:: MATERIAL SHOWN
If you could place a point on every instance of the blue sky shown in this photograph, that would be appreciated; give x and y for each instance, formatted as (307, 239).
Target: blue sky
::::
:: MATERIAL SHOWN
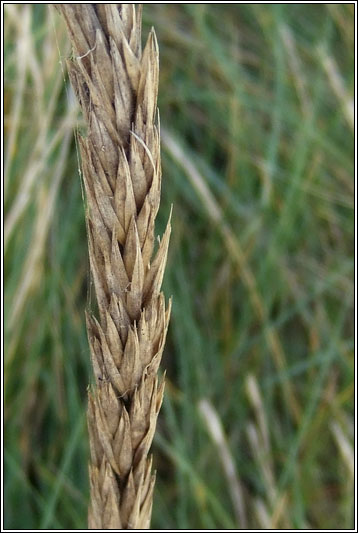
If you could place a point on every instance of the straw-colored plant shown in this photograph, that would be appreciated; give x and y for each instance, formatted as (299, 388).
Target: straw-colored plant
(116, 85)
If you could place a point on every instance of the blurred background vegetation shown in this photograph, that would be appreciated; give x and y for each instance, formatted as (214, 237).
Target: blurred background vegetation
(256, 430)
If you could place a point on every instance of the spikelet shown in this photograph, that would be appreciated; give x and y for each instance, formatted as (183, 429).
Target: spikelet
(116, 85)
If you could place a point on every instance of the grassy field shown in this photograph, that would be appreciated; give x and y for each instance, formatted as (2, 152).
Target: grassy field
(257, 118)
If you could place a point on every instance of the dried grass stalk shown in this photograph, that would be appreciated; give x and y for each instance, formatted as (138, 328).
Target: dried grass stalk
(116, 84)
::::
:: MATERIAL SHOWN
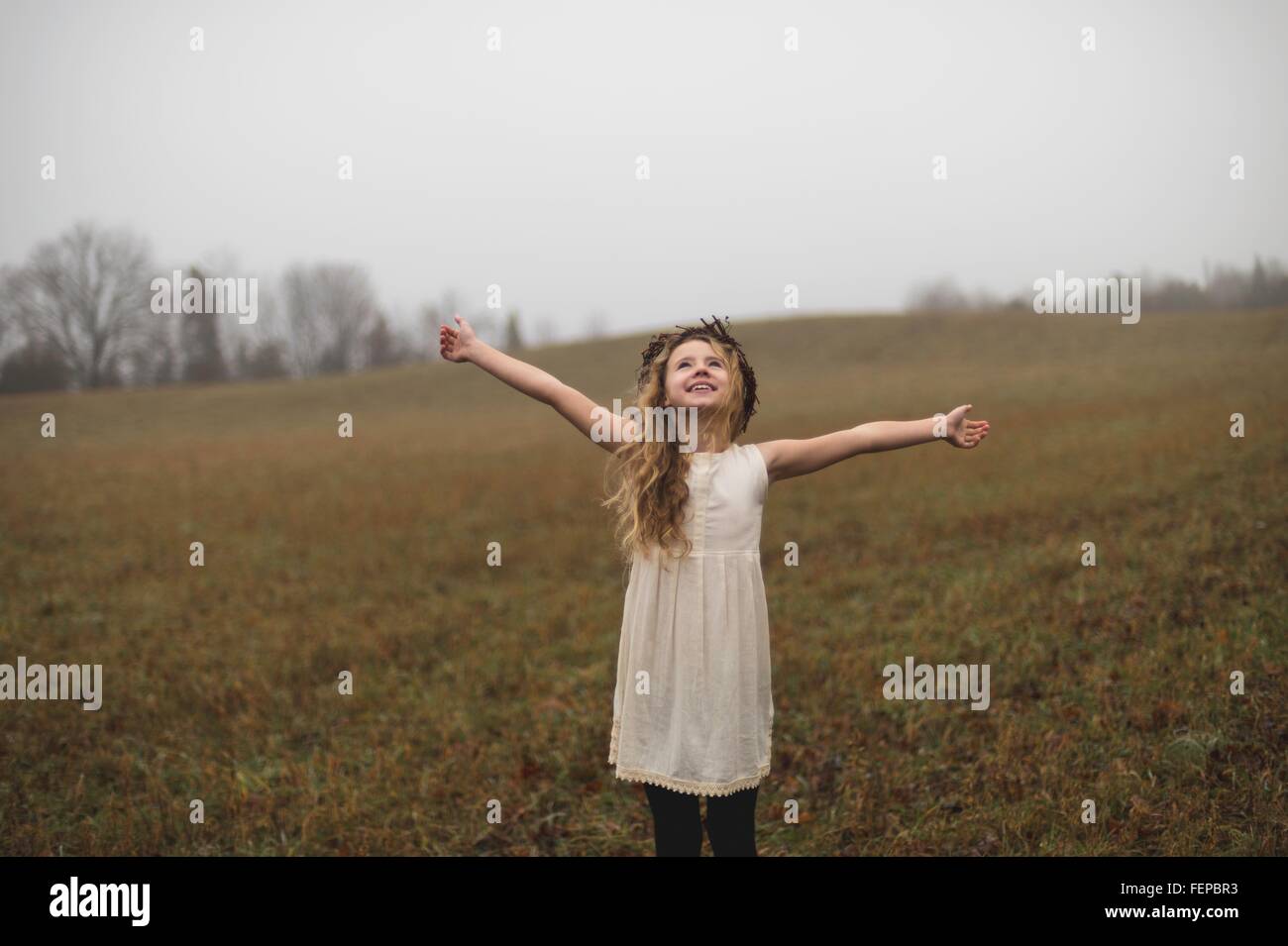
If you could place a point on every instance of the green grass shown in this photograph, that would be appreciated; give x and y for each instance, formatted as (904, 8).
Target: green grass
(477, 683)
::::
* EXERCISE PROMPT *
Convert the entries above, from the line containing "as (307, 239)." to the line containing "Target: blue sky", into a JSON list of strings with one string per line and blank lines omitted.

* RESPONSE BELOW *
[
  "If you could place a point on every instance of the blue sky shown in this photograph, that would be appreciated; give x and y for each instance, formatted as (307, 239).",
  "Target: blue sky"
]